Dataset records about object locations:
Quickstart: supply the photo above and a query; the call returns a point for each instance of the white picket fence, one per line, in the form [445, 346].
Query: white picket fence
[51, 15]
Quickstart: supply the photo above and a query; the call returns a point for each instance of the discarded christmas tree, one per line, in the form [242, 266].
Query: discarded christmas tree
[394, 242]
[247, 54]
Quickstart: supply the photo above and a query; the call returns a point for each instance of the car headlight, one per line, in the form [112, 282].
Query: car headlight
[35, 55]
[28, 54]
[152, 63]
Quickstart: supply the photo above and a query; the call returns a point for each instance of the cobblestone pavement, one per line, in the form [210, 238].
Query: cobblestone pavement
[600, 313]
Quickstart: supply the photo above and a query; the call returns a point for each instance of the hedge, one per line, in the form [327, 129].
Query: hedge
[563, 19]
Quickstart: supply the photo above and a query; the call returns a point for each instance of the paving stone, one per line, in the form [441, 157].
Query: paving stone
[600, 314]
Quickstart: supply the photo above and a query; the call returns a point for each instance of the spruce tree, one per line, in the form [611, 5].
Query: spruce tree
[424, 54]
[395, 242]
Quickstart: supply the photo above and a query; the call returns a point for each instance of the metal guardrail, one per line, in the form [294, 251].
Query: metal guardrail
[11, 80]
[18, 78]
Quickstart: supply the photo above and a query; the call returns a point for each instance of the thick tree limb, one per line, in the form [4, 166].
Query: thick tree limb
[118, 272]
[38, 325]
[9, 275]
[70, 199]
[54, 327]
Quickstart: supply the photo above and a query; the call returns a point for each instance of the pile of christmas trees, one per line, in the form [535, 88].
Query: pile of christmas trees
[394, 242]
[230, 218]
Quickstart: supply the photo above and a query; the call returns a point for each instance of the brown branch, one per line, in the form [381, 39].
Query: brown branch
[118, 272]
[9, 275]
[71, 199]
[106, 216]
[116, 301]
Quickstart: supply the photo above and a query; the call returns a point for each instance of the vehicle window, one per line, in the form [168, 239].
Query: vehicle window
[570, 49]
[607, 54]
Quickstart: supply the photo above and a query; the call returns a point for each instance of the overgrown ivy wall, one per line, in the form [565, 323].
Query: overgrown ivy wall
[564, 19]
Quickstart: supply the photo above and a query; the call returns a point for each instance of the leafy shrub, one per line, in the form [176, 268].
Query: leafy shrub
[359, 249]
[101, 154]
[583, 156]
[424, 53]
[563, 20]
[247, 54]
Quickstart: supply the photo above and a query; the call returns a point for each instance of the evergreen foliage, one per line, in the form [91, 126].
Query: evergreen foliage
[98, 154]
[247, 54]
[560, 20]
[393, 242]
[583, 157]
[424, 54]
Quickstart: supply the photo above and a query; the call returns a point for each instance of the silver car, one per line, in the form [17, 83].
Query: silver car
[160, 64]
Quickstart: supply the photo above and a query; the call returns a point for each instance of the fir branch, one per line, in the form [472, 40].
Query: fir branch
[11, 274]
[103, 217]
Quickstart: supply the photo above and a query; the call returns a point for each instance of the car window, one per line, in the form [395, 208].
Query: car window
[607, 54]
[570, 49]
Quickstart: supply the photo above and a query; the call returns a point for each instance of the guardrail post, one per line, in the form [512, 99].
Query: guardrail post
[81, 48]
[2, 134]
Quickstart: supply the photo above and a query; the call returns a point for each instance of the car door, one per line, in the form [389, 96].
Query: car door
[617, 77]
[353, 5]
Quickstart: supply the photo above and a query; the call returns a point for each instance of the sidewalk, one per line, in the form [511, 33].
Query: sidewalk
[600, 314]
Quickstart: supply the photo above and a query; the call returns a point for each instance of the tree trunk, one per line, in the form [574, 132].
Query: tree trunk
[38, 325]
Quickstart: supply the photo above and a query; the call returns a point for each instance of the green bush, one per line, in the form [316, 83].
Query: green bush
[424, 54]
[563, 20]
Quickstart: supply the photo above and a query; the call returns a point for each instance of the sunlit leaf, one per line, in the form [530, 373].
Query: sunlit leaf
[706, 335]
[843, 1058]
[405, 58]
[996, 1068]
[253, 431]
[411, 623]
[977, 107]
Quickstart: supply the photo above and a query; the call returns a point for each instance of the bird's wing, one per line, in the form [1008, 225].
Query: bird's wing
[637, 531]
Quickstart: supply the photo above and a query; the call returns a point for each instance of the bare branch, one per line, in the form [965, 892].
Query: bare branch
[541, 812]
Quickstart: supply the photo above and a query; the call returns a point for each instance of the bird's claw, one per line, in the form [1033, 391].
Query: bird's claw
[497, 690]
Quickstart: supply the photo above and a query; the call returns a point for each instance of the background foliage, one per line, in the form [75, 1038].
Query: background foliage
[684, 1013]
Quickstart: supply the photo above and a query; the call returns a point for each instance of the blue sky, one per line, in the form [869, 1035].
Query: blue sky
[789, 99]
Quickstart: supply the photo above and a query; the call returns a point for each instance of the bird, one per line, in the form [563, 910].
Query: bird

# Objective:
Please repeat all the records above exactly as they appear.

# Solution to this task:
Quickstart: supply the photo above and a query; the call returns a point for each instance of the white picket fence, one per line, in the form [445, 346].
Query: white picket fence
[51, 15]
Quickstart: supply the photo above and a query; the call returns a point for each instance of the discarded christmas tree, one per line, in the form [242, 266].
Query: discarded christmas tree
[394, 242]
[247, 54]
Quickstart: supply the photo above and a query; the call returns a point for each instance of the car headlight, one per line, in the form [112, 282].
Query: car headlight
[35, 55]
[28, 54]
[152, 63]
Quickstart: supply the photo above and a query; the call returns a point for each instance of the cobblestone pavement, one per line, in the form [210, 238].
Query: cobblestone pavement
[600, 313]
Quickstart: supply the photo above and a query; the call returns a point for each instance of the hedge, one per line, in the form [327, 129].
Query: hedge
[563, 19]
Quickstart: supply the photo above and a query; the call returns a point for each instance of the paving stone, one per line, in the form [441, 157].
Query: paving stone
[600, 314]
Quickstart: supply the photo above and a query; the call returns a point for each instance of the spruce tree, one per line, in the form [611, 5].
Query: spruce tree
[424, 54]
[395, 242]
Quickstart: supply the photo above and a query; the call returns a point for each instance of the metal guardrail, one per line, in the form [294, 251].
Query: metal guardrail
[11, 80]
[18, 78]
Quickstart: supply the photo above and a query; the call returns a point for each instance of the thick tree limb, one per line, in the form [4, 166].
Query: thick tree limb
[118, 272]
[38, 325]
[9, 275]
[70, 199]
[54, 327]
Quickstart: supply the photo above and a query; the call returns a point for each instance of the pile of christmas trees, one per line, in the form [535, 88].
Query: pile of christmas trees
[394, 242]
[230, 218]
Quickstart: supply the photo above and a query; the call returns a point for each instance of the brown branch, one per line, in the form [381, 39].
Query: brown branch
[118, 272]
[9, 275]
[71, 199]
[106, 216]
[116, 301]
Quickstart: supply the photo above and a query; the call returns a point for each instance of the vehicle window, one per line, in the form [168, 239].
Query: vehicle window
[570, 49]
[607, 54]
Quickstart: supply the photo above and a query; the call returns a point for each instance of the overgrown ivy wall, one per line, in the form [565, 323].
Query: overgrown ivy wall
[564, 19]
Quickstart: supply the photo above and a query; the call returns a point for each instance of the leafy shrub, one per line, in the form [176, 268].
Query: leafy shrub
[359, 249]
[101, 154]
[583, 156]
[424, 53]
[563, 20]
[247, 54]
Quickstart: supply the photo above and a query; the call returns a point for each instance of the evergreen foliage, one per line, in the form [91, 126].
Query: evergreen foliage
[98, 154]
[247, 54]
[560, 20]
[393, 242]
[583, 157]
[424, 54]
Quickstart: supply the photo above and a query; the call returns a point for each instance of the silver car, one per line, in the form [17, 83].
Query: silver car
[160, 64]
Quickstart: supply the photo above and a query; the call returns a point for each instance of the fir branch, one per line, in the form [472, 40].
Query: fir branch
[11, 274]
[103, 217]
Quickstart: supply the photo above and a query; the call returns a point for each instance of the car window, one per line, in the form [395, 208].
Query: car window
[607, 54]
[570, 49]
Quickstart: supply the photo above and a query; the call returns a point for each instance of the guardrail post, one per line, in the form [512, 99].
Query: guardrail post
[81, 48]
[2, 134]
Quickstart: supply the photo above and a query; the call returns a point for each instance of the car door, one per line, in the form [389, 96].
Query: car door
[617, 77]
[353, 5]
Quickstart: supply the photo above and a query; the call returns a point for each instance of the sidewalk, one per line, in the form [511, 33].
Query: sidewalk
[600, 314]
Quickstart: supply the photo above and a query; the call returns a point for each instance of the tree trunk, one per line, in the form [574, 132].
Query: tree trunk
[38, 325]
Quickstart: supply the photo above and a query; the call returns a point for each instance of the green bush, one per line, in the form [316, 83].
Query: green bush
[424, 54]
[563, 20]
Quickstart: supply the photo above and a query; the call returns a point for each instance of the sunlit leaf, one per line, in the form [530, 373].
Query: sunlit leaf
[706, 335]
[843, 1058]
[405, 58]
[996, 1068]
[253, 431]
[411, 623]
[977, 107]
Quickstart: supply the photo above and a query; the call returns a point for each instance of the bird's wing, one per line, in the form [1008, 225].
Query: bird's wing
[637, 531]
Quickstart: supply the photo above and a query; the call returns a point for each instance of the bare branch, one per line, in the form [965, 892].
Query: bare branch
[541, 812]
Quickstart: supply the photo above and a query; the call returns a point for each instance of the bird's claw, one per line, in the form [1033, 391].
Query: bird's claw
[497, 690]
Quickstart: supply the photo above and a query; the call returns a point for each instance of the background foliage, one per line, in the form [75, 1038].
Query: background foliage
[684, 1013]
Quickstart: supply the photo above and a query; the call returns a point for each instance of the blue sky, one per line, in the form [869, 1035].
Query: blue sky
[789, 99]
Quickstart: supply the photo above and a query; the call returns a point for each instance of the bird, one per line, in the form [563, 910].
Query: bird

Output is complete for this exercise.